**STATED EXERCISE**
Select every line in the records below that contains the word "polo", and copy each one.

(Stored items)
[start]

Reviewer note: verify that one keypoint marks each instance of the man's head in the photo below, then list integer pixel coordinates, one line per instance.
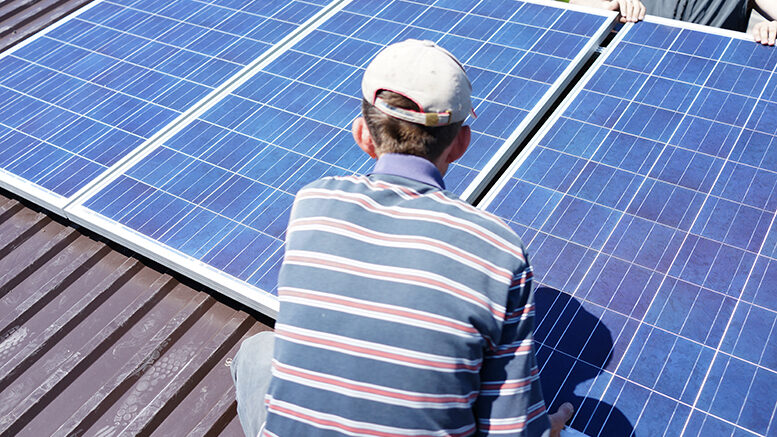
(416, 97)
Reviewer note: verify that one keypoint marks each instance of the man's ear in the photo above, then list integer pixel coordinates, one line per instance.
(459, 145)
(361, 134)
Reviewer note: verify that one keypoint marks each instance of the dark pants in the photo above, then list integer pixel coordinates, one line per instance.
(251, 372)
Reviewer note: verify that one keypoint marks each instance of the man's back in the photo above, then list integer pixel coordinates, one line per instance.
(404, 311)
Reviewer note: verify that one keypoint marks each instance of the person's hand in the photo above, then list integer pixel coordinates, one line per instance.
(559, 418)
(630, 10)
(765, 32)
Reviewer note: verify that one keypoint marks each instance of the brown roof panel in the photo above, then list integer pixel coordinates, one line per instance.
(96, 342)
(22, 18)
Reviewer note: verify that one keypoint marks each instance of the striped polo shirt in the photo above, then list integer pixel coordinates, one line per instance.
(404, 311)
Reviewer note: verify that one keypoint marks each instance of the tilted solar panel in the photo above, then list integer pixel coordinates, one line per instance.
(88, 91)
(648, 205)
(215, 198)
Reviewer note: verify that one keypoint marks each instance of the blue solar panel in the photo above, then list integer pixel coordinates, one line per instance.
(220, 190)
(648, 206)
(83, 95)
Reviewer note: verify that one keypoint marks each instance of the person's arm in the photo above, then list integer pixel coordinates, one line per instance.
(630, 10)
(510, 400)
(766, 31)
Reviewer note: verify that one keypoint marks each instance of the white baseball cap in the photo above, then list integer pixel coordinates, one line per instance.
(425, 73)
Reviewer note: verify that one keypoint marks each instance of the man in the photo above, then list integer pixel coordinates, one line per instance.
(726, 14)
(403, 310)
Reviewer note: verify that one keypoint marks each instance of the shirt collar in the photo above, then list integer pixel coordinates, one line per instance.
(411, 167)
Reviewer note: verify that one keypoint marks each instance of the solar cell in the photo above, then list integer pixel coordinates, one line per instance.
(648, 204)
(218, 193)
(91, 89)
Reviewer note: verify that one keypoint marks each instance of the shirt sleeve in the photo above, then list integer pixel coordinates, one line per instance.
(510, 401)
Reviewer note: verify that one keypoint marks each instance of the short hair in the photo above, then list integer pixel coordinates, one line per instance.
(392, 135)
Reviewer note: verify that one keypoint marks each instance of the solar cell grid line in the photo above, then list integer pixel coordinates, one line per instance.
(651, 199)
(95, 86)
(215, 197)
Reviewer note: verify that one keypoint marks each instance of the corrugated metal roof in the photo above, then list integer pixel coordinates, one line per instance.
(95, 342)
(21, 18)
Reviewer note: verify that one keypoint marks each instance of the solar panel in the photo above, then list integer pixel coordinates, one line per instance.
(648, 204)
(94, 87)
(215, 198)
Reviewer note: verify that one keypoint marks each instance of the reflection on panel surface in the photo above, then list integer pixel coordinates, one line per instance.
(648, 208)
(220, 190)
(82, 96)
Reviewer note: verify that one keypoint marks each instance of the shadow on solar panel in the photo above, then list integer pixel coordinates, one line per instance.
(219, 191)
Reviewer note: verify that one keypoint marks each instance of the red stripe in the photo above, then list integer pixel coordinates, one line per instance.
(353, 429)
(356, 387)
(377, 353)
(395, 312)
(506, 385)
(414, 278)
(452, 223)
(403, 239)
(512, 350)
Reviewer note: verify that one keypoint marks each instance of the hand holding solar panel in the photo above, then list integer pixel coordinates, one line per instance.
(630, 11)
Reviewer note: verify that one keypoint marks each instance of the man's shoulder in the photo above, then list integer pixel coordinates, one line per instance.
(388, 193)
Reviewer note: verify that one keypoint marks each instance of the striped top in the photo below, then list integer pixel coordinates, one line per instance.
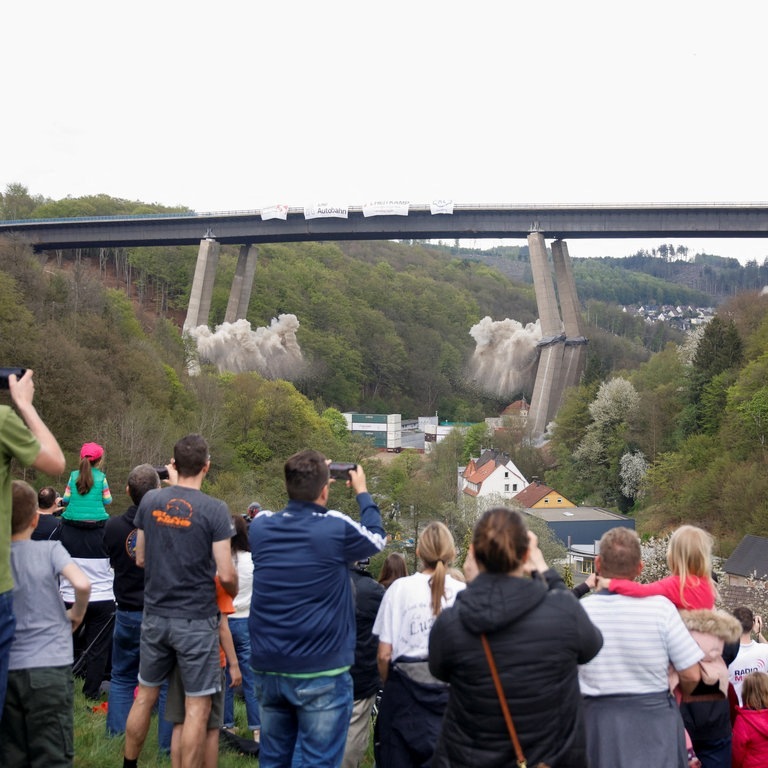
(640, 639)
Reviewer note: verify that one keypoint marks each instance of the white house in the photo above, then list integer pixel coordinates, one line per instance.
(494, 473)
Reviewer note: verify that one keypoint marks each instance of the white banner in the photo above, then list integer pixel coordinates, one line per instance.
(274, 212)
(325, 211)
(387, 208)
(441, 206)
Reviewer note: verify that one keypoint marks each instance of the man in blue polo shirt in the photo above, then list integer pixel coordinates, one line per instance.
(302, 619)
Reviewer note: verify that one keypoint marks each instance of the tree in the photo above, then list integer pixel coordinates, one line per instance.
(634, 468)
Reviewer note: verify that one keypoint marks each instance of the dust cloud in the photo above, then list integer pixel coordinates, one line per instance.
(505, 358)
(273, 352)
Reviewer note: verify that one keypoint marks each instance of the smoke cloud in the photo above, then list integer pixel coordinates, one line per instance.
(505, 358)
(273, 352)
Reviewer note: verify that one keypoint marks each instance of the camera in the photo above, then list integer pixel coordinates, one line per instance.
(6, 372)
(340, 470)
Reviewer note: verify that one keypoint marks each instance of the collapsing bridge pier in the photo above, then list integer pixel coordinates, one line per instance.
(562, 350)
(201, 294)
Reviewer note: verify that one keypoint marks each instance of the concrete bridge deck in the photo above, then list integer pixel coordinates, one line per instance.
(731, 220)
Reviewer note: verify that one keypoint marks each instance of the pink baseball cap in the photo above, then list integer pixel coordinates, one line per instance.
(91, 451)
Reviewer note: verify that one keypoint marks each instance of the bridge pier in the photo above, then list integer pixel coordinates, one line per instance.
(574, 351)
(242, 284)
(562, 346)
(202, 284)
(550, 351)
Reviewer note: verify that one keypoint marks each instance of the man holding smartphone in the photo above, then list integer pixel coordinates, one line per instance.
(753, 654)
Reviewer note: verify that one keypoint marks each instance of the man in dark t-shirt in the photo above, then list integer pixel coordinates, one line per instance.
(182, 541)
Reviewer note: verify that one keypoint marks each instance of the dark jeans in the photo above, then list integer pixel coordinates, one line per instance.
(95, 635)
(242, 642)
(38, 728)
(7, 629)
(125, 677)
(310, 713)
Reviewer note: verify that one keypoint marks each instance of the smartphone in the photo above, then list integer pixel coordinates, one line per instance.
(6, 372)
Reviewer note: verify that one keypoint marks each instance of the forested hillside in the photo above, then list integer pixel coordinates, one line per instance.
(682, 438)
(664, 427)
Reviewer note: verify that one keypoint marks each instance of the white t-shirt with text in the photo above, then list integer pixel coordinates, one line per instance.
(405, 616)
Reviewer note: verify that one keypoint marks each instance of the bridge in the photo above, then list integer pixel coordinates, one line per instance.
(474, 221)
(562, 351)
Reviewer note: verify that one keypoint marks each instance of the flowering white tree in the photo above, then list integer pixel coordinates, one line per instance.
(616, 401)
(634, 468)
(599, 452)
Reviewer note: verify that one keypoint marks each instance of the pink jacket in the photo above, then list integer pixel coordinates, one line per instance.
(750, 738)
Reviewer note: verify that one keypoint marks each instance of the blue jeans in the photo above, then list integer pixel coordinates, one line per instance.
(125, 678)
(311, 711)
(242, 641)
(7, 630)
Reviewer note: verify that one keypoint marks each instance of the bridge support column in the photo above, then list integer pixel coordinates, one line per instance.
(242, 284)
(202, 284)
(550, 349)
(574, 352)
(562, 346)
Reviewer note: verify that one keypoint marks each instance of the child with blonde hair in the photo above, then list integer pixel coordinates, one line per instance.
(36, 723)
(690, 585)
(87, 492)
(750, 731)
(691, 589)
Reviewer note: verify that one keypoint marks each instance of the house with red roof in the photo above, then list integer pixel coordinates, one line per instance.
(493, 473)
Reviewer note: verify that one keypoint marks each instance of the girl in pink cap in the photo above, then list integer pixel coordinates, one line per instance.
(87, 491)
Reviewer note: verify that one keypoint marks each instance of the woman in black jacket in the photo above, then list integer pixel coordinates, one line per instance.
(538, 634)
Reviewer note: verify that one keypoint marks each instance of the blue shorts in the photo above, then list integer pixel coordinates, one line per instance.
(175, 708)
(192, 644)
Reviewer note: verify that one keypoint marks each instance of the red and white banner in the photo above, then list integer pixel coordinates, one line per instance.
(274, 212)
(325, 211)
(441, 206)
(387, 208)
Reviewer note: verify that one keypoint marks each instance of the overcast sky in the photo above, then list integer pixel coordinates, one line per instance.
(243, 104)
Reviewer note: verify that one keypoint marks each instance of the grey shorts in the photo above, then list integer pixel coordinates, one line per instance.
(175, 703)
(190, 644)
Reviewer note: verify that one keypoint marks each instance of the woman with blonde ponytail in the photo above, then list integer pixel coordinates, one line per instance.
(413, 701)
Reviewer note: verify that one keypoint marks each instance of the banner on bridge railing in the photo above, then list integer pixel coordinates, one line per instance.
(326, 211)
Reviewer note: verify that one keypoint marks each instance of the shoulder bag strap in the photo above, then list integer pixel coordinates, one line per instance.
(503, 701)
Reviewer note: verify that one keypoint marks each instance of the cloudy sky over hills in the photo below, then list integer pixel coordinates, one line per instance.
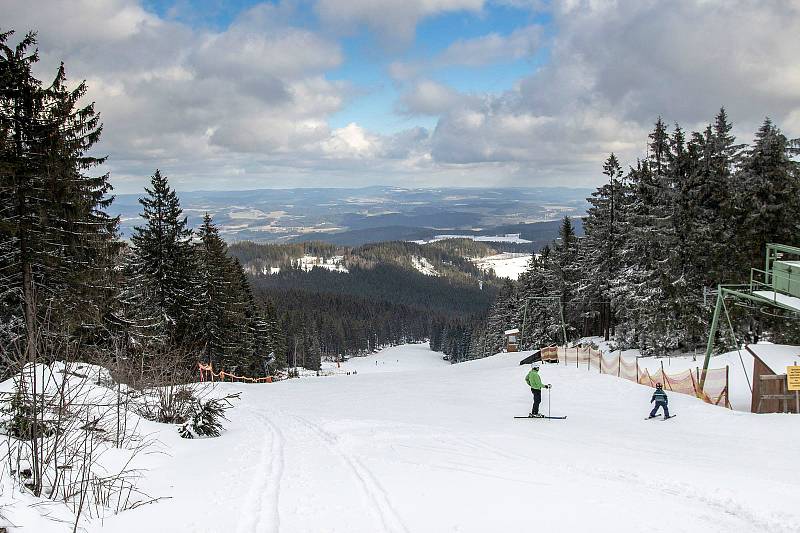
(244, 94)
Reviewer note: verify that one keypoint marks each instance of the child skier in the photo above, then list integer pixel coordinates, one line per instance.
(534, 381)
(660, 397)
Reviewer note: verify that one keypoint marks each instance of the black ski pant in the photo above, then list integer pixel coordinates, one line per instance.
(655, 409)
(537, 399)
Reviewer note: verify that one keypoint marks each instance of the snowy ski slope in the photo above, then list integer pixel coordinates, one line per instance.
(413, 444)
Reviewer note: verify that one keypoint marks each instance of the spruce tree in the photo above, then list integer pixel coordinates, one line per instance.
(161, 264)
(57, 244)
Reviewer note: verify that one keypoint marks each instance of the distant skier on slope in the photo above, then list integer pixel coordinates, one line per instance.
(660, 397)
(534, 381)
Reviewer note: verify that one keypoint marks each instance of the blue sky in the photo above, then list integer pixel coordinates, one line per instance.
(241, 94)
(367, 58)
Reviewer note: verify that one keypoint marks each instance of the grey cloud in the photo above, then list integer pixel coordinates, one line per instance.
(615, 67)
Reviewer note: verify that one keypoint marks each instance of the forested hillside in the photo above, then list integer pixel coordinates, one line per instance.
(350, 300)
(695, 211)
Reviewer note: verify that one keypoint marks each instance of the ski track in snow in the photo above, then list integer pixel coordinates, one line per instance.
(381, 505)
(263, 498)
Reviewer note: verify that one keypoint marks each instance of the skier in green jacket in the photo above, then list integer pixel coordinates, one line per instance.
(534, 381)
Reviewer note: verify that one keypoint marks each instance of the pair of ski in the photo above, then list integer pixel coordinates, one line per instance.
(665, 418)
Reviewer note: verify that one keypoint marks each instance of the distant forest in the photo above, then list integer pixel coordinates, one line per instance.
(696, 211)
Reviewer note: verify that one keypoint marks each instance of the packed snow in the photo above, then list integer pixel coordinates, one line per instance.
(505, 265)
(412, 444)
(740, 364)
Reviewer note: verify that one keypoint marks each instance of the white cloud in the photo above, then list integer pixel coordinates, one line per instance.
(492, 48)
(477, 52)
(251, 105)
(393, 21)
(614, 68)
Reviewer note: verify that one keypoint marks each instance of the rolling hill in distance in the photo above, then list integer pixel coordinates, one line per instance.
(357, 216)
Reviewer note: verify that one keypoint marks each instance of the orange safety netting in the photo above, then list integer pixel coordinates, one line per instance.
(686, 382)
(207, 374)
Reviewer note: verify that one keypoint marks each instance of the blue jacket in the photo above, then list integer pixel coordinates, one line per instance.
(659, 396)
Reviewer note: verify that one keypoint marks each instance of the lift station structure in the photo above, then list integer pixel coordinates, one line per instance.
(777, 285)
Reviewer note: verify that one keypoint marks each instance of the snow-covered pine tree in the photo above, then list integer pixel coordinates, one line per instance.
(57, 243)
(603, 230)
(214, 283)
(502, 316)
(313, 350)
(770, 194)
(160, 266)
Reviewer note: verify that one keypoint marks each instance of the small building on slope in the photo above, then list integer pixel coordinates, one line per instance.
(770, 389)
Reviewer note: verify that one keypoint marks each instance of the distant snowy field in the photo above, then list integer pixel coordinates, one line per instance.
(508, 238)
(412, 444)
(505, 265)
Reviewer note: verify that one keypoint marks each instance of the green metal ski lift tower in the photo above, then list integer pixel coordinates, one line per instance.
(778, 285)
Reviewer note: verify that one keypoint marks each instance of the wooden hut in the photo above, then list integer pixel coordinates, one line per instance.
(770, 389)
(512, 339)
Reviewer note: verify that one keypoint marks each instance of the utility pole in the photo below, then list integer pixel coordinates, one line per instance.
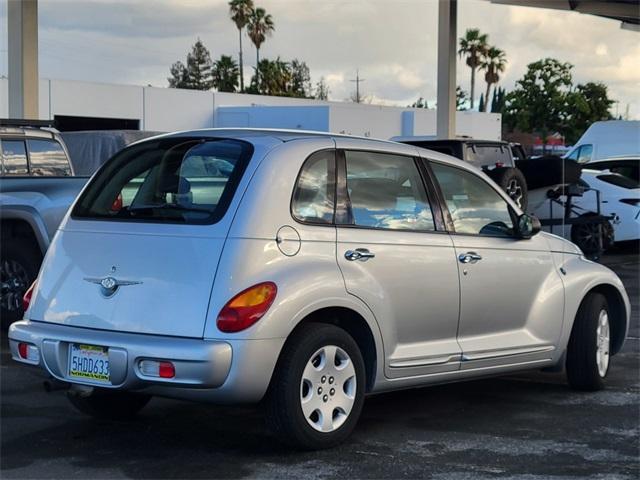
(357, 82)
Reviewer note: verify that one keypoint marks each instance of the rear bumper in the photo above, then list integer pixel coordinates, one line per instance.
(221, 371)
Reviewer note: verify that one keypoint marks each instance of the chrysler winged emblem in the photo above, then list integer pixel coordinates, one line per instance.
(109, 285)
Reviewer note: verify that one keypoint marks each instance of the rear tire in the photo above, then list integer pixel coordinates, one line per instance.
(314, 402)
(19, 264)
(108, 404)
(589, 345)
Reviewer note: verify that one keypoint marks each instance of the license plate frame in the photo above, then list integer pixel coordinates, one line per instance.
(91, 363)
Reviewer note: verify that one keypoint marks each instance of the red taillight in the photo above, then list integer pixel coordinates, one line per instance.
(117, 204)
(166, 370)
(23, 350)
(247, 307)
(26, 298)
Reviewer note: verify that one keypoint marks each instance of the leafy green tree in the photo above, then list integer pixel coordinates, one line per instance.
(538, 104)
(240, 11)
(322, 90)
(300, 79)
(260, 27)
(197, 73)
(586, 104)
(473, 46)
(225, 74)
(494, 62)
(461, 99)
(178, 78)
(499, 100)
(420, 103)
(272, 77)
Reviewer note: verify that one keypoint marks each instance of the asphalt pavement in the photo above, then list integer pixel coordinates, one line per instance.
(526, 426)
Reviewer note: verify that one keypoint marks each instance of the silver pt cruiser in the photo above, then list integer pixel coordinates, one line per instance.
(304, 271)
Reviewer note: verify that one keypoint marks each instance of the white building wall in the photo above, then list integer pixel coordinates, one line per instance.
(164, 109)
(170, 109)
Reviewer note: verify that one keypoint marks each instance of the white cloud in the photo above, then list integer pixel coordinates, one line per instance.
(391, 42)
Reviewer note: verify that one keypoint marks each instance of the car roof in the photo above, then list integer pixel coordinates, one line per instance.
(284, 135)
(27, 132)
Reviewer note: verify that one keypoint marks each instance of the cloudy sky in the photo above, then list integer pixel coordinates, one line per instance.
(391, 42)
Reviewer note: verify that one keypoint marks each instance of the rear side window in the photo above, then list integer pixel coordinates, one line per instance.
(47, 158)
(167, 180)
(475, 207)
(314, 194)
(14, 157)
(386, 191)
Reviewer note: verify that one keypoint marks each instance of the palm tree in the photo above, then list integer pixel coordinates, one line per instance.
(240, 11)
(473, 45)
(493, 62)
(260, 26)
(225, 74)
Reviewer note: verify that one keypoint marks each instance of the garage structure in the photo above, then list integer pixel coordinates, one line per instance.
(23, 50)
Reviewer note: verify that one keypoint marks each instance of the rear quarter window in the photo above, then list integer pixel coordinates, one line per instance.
(173, 180)
(14, 158)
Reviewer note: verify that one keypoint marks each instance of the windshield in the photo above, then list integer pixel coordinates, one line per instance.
(176, 180)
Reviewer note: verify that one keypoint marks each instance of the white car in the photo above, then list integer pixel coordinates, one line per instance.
(620, 198)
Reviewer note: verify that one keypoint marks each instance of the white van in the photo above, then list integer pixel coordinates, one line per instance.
(608, 139)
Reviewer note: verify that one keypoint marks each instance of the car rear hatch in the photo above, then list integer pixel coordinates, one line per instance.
(141, 247)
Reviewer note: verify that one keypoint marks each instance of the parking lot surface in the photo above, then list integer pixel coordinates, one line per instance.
(524, 426)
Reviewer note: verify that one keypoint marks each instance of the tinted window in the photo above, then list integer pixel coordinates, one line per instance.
(313, 197)
(619, 181)
(47, 158)
(167, 180)
(14, 158)
(475, 207)
(386, 191)
(488, 155)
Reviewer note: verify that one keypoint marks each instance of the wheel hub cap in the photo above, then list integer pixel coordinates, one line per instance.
(328, 388)
(602, 342)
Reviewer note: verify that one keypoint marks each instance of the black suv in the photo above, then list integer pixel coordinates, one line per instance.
(496, 158)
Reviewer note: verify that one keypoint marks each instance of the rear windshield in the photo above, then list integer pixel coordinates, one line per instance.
(174, 180)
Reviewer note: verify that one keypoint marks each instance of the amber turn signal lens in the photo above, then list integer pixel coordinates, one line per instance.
(247, 307)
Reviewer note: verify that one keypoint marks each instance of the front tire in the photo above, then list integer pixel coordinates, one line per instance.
(108, 404)
(589, 345)
(317, 391)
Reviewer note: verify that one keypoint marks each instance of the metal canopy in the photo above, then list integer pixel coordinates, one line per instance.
(625, 11)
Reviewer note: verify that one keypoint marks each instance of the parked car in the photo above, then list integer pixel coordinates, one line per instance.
(626, 166)
(495, 158)
(620, 199)
(36, 188)
(305, 270)
(607, 139)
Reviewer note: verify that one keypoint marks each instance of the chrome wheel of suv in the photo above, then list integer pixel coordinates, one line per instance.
(328, 388)
(603, 336)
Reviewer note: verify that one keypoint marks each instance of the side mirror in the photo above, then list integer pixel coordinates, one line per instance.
(527, 226)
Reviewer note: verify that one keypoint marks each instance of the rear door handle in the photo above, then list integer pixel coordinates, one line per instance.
(469, 257)
(361, 254)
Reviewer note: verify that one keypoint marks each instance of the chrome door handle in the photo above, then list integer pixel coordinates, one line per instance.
(469, 257)
(361, 254)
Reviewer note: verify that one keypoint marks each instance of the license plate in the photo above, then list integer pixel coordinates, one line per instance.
(89, 362)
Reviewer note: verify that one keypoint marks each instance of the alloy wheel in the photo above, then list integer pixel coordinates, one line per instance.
(328, 388)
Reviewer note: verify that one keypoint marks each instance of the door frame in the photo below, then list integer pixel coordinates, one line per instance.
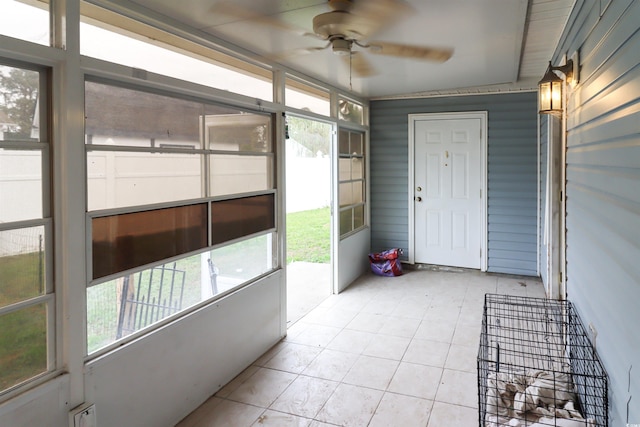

[end]

**THE OUTPUT**
Reviewer note: verify that one keypoint marks each instance of the striped polo shirt in the photo above, then list integer pixel coordinates, one line per instance.
Reviewer note: verify that one keypoint marks each instance of the man in blue polo shirt in the photo above, then list integer pixel coordinates, one line per instance.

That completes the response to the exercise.